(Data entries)
>>>>>

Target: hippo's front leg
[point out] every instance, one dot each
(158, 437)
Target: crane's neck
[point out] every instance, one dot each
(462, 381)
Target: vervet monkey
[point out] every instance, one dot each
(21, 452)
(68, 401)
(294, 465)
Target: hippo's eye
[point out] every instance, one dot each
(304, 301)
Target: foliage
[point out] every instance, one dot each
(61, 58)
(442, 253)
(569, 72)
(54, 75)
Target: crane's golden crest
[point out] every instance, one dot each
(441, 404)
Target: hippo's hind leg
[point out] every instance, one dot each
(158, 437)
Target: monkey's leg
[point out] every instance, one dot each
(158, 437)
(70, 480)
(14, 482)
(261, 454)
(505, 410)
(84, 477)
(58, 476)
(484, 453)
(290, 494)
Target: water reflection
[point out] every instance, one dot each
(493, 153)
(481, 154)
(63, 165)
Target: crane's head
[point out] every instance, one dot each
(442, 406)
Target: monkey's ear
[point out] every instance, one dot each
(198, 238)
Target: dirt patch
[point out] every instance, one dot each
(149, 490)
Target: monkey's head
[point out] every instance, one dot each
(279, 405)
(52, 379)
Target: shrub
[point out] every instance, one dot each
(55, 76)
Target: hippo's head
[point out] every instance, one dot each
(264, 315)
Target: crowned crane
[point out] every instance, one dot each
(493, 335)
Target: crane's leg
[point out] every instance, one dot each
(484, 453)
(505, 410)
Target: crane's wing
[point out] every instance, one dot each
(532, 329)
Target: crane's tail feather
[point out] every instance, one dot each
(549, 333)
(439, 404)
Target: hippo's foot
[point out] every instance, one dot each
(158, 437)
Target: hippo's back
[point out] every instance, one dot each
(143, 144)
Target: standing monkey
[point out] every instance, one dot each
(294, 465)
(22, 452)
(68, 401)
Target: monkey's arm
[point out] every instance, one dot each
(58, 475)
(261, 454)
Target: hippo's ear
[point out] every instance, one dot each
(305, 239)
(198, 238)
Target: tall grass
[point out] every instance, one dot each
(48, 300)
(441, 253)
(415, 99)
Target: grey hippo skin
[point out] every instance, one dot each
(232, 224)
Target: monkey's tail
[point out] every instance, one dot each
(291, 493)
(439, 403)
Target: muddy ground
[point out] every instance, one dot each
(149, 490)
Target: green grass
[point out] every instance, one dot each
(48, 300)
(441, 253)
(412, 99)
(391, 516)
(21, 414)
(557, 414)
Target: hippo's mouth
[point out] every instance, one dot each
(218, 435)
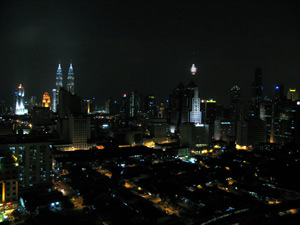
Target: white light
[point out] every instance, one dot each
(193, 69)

<<<<<

▸ **Problem requirements**: Whenever a line of the entries contains "grass", it counts toward the total; state that total alone.

▸ **Output**: 2